#### Request:
Copy the items below word for word, starting at the line that contains "Every instance of the small" and continuing through the last item.

#### Material for this task:
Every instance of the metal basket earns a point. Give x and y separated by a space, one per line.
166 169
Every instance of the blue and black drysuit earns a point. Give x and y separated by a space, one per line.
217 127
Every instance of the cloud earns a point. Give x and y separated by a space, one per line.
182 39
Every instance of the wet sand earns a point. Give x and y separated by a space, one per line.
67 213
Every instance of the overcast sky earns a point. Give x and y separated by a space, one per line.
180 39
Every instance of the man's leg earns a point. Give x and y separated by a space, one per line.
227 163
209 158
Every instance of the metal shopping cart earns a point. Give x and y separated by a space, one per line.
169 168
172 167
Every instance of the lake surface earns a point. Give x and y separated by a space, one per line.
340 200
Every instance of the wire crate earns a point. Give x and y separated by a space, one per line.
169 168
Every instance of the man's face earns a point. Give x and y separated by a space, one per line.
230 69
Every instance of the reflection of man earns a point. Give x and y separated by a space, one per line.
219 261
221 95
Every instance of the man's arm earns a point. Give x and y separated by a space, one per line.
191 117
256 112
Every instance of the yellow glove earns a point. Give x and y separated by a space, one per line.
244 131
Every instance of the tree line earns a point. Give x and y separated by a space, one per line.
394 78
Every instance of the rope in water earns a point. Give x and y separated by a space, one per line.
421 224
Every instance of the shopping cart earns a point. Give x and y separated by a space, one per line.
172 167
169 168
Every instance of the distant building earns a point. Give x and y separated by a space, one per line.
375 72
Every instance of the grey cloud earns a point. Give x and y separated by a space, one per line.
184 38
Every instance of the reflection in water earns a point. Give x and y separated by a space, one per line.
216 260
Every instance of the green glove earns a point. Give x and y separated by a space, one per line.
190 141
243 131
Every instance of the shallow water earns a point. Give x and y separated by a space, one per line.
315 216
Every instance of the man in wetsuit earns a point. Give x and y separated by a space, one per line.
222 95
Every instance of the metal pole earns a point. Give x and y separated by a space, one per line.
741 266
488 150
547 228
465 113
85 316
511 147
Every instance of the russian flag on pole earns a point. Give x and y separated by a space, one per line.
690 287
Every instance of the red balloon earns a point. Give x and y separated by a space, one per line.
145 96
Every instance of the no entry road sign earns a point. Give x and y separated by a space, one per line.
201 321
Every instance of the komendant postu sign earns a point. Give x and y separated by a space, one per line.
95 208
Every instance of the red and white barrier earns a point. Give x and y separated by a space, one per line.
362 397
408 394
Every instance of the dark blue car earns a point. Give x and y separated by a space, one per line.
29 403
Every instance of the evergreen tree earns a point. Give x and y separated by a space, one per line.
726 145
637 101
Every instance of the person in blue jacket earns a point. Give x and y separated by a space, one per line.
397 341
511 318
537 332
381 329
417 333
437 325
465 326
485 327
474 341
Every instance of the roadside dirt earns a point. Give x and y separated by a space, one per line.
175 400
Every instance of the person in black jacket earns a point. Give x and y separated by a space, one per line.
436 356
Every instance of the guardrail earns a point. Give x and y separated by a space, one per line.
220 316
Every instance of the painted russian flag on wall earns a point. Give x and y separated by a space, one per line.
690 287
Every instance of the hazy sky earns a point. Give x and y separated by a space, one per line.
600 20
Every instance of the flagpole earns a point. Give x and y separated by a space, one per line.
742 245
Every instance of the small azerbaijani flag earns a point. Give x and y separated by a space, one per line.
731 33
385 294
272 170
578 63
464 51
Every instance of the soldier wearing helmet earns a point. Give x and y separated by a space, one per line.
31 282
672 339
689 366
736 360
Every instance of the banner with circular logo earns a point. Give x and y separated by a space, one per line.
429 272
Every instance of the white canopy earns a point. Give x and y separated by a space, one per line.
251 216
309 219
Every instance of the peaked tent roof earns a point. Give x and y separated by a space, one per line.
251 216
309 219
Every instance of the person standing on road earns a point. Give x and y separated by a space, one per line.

#### Correct result:
Every instance of the small azerbaijani flag earns a point. Give x and y separated by a space, one per line.
731 33
385 294
272 170
578 63
464 51
Every instance of the soldier wearing helmet earns a point. Give x and y separated by a space, one per line.
31 282
672 339
689 366
736 360
Every instance of the banner with circular logo earns a point. Give x and y separated by a space, one per line.
429 272
Every instance of the white canopy earns a point. Give x and y separated by a space, one per line.
251 216
309 219
Every instance of the peaked tent roof earns a point. Give x and y separated by a space, one per line.
251 216
309 219
Every instance of the person standing on road earns a point. Give x and y separated by a space, one per line.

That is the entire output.